Texte fourni
Cet objet littéraire se présente comme un journal dont la mise en page isole des récits, des poèmes, et contient de nombreuses illustrations photographiques, anciennes ou volontairement floues, grises, décentrées, portant leur propre témoignage ou un message subliminaire. La confidence se veut continue, ponctuée de points-virgules, de tirets et de points d'interrogation, sans majuscule ni point pour encadrer les phrases. Les récits ont une marge différente et une typographie standard. Les poèmes sont isolés par une mise en page centrée, leur ponctuation se limite aux virgules, les majuscules y soulignent des mots, les idées se signalent par de riches métaphores et des enjambements :
« et cette enveloppe que nous appelons Corps
que nous revêtons, soignons et vénérons, n'est rien qu'une
cristallisation de liens qui peuvent
dans l'exil, la vieillesse ou l'accident
se dissoudre »

Quant au contenu, l'auteur nous dit en post-scriptum que « l'essentiel tourne autour de ce que j'y ai compris du suicide, de ce que le suicide m'a offert comme matière à penser », et il cite Durkheim et Camus. Lointaines références, car on y trouve surtout une méditation sur la culpabilité. Culpabilité personnelle de Thésée, le frère restant, dont l'ainé s'est suicidé après une généalogie de suicides et de morts prématurées, remords d'avoir cru le frère quand il a promis de ne pas se tuer, honte de la fuite en Allemagne, refuge ambigu après la Shoah, doute sur l'éducation de ses propres enfants. Culpabilité par procuration surtout, liée au déni familial des racines juives, du mariage chrétien des « chers petits parents » qui ont abandonné les deux frères pour mener une brillante carrière, leur aveuglement par « la vie moderne », leur culpabilité politique dans « le capitalisme à visage humain ». Toute cette culpabilité se paye par la peur, une extrême solitude, une hypocondrie ciblant le solide — les os et les dents —, l'abandon à la surconsommation médicale, puis aux guérisseurs, la dépression paralysante. On trouve une excursion aventureuse vers l'épigénétique dans le texte à propos de Caenorhabditis elegans, reprise avec solennité en post-scriptum : « … nous pouvons nous poser cette question, utile je crois aux refondations qu'il nous faut accomplir :
que sait la matière que nous ne savons pas encore,
que nous échouons à porter jusqu'au langage ?
Ce qui découle de cette question est, il me semble, un puissant torrent capable d'emporter bien d'anciennes certitudes et des cadres épuisés. Car où s'arrête la responsabilité d'un État ou d'une entreprise si nos corps portent les traces des violences subies sur plusieurs générations ? »

Deuil, souffrance, recherche obsessionnelle d'une responsabilité reviennent envahir le journal, souvent dans les mêmes termes :
« qui commet le meurtre d'un homme qui se tue ? »
On ne peut douter un instant de la sincérité de l'auteur. le lecteur est concerné par sa confession, ou pas.

Consigne de travail
Pouvez-vous recopier le passage du texte fourni qui commence aux mots « Ce qui découle » et s'arrête après les mots « confession, ou pas. », en remplaçant « responsabilité » par « faute » ?

Données extraites
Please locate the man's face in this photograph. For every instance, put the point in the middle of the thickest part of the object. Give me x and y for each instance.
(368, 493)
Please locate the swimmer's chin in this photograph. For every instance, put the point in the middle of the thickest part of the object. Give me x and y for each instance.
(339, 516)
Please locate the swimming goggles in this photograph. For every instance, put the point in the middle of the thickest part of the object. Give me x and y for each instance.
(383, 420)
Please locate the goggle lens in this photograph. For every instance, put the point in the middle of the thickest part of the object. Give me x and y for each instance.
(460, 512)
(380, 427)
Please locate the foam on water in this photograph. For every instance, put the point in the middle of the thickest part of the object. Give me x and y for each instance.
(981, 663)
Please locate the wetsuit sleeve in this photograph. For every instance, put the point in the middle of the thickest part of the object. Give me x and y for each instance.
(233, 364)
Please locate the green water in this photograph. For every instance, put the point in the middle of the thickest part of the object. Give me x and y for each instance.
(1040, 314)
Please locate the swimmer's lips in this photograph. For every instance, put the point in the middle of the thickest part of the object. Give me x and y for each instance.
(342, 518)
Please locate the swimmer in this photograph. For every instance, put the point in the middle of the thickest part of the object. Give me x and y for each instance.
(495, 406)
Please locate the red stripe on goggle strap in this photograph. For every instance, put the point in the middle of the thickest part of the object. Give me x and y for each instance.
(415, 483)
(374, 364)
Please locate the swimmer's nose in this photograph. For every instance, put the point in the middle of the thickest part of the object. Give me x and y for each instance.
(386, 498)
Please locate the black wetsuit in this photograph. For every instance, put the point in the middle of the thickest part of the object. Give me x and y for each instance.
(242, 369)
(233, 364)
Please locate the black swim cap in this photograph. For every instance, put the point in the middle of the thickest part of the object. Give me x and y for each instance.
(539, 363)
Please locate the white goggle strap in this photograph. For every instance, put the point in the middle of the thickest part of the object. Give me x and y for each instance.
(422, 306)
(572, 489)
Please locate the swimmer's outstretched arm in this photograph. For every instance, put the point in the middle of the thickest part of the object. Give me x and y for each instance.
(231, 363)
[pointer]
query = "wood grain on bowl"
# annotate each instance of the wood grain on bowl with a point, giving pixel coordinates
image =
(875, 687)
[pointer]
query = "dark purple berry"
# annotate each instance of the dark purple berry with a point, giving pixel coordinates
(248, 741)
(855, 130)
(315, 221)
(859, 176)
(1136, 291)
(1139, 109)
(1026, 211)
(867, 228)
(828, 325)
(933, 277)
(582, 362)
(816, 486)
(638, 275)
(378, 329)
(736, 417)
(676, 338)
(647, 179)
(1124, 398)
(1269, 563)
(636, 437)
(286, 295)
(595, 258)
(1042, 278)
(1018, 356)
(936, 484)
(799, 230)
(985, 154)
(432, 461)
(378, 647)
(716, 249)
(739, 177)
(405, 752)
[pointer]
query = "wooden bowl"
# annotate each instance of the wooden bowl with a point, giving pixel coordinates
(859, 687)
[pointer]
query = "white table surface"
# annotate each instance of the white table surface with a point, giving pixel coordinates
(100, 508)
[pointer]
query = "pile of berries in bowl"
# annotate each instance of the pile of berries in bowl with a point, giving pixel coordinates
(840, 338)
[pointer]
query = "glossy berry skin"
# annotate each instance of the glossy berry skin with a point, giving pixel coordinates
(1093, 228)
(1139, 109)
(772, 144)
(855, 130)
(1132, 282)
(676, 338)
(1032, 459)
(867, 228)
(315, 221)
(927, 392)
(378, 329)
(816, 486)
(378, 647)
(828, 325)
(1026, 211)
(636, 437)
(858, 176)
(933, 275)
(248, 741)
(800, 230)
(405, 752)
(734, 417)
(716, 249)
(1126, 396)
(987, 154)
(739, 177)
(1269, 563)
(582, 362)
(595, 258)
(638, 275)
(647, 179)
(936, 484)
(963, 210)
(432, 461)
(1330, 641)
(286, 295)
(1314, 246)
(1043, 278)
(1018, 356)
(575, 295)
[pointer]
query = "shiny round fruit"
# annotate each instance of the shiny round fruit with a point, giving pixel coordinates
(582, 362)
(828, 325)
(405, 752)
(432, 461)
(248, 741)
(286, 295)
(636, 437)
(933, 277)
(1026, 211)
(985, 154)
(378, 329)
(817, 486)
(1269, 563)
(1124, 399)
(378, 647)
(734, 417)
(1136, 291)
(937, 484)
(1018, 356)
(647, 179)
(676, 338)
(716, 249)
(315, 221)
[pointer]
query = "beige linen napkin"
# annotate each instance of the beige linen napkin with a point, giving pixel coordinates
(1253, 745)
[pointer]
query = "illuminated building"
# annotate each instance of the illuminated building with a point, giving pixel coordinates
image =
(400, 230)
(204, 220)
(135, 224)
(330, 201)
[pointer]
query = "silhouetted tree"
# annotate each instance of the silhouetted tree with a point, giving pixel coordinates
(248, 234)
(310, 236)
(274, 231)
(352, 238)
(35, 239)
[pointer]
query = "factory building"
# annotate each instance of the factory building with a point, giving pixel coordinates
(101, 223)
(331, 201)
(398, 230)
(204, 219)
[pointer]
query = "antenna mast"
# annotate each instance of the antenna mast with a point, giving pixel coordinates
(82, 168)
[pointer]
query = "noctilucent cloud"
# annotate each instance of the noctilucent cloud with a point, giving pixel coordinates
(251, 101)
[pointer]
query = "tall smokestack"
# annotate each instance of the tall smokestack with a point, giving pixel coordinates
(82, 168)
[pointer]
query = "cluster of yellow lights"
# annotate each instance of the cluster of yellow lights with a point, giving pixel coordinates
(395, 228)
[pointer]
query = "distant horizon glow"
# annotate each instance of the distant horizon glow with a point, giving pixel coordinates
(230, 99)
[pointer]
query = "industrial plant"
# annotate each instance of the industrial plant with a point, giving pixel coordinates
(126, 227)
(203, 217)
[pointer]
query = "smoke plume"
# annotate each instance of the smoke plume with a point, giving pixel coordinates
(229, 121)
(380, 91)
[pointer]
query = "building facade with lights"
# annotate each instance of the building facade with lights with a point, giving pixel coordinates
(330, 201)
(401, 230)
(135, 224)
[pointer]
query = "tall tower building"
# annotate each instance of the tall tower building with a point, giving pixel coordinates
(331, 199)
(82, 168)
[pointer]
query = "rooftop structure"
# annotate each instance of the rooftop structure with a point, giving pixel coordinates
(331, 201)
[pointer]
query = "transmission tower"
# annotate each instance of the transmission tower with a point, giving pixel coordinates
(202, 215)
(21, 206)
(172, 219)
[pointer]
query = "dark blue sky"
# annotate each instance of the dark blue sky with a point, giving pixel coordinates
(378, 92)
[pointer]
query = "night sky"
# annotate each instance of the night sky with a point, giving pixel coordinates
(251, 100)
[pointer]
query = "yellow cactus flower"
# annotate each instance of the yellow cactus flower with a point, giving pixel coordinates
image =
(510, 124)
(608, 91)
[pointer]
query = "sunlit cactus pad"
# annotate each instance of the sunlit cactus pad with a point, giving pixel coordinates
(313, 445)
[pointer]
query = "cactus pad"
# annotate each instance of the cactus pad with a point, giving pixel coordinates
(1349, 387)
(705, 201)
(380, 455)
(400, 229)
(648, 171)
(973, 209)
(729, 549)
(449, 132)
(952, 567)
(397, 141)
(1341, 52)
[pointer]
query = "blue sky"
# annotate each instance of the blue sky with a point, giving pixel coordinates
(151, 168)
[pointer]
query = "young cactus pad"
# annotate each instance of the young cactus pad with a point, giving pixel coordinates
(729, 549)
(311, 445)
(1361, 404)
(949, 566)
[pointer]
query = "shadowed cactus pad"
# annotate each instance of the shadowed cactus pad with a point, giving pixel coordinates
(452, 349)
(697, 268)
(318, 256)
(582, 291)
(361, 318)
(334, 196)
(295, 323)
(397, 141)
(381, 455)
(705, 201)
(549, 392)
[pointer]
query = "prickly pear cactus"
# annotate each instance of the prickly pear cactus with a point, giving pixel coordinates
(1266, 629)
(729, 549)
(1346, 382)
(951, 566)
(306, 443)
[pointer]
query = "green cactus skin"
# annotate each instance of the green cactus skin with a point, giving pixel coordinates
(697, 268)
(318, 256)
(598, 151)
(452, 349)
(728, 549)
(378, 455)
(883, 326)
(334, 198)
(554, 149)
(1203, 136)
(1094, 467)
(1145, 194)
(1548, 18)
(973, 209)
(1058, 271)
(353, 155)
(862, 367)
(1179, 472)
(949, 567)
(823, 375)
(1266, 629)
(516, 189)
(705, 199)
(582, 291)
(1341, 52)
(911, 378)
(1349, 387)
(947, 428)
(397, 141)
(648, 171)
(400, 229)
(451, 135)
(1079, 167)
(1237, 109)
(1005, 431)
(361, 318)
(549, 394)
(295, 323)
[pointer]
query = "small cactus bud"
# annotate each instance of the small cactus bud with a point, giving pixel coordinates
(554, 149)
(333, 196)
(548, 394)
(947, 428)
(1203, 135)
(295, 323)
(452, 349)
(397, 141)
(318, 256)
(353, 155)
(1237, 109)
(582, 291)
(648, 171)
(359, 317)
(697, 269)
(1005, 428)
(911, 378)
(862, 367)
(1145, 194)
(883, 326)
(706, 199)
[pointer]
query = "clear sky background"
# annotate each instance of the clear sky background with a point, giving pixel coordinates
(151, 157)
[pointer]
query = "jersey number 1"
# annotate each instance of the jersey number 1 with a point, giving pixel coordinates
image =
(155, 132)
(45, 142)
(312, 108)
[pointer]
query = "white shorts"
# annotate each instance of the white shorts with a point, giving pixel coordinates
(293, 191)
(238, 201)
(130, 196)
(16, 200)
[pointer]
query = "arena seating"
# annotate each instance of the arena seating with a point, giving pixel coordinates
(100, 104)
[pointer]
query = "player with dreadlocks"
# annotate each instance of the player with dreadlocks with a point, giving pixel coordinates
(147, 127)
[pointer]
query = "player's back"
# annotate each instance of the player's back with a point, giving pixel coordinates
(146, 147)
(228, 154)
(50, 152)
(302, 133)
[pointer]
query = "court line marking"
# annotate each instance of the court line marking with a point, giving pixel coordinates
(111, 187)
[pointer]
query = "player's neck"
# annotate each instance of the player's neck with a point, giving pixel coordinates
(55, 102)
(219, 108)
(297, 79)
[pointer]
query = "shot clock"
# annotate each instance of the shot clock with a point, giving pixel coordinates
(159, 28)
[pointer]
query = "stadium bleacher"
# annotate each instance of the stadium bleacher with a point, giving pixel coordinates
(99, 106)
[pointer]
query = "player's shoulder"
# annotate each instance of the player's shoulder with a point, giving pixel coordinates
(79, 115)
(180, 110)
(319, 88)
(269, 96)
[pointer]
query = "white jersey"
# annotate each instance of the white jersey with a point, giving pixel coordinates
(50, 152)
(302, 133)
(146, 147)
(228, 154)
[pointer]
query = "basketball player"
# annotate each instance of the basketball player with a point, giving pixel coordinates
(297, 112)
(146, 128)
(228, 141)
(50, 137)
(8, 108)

Corrigé de l'exercice
Ce qui découle de cette question est, il me semble, un puissant torrent capable d'emporter bien d'anciennes certitudes et des cadres épuisés. Car où s'arrête la faute d'un État ou d'une entreprise si nos corps portent les traces des violences subies sur plusieurs générations ? »

Deuil, souffrance, recherche obsessionnelle d'une faute reviennent envahir le journal, souvent dans les mêmes termes :
« qui commet le meurtre d'un homme qui se tue ? »
On ne peut douter un instant de la sincérité de l'auteur. le lecteur est concerné par sa confession, ou pas.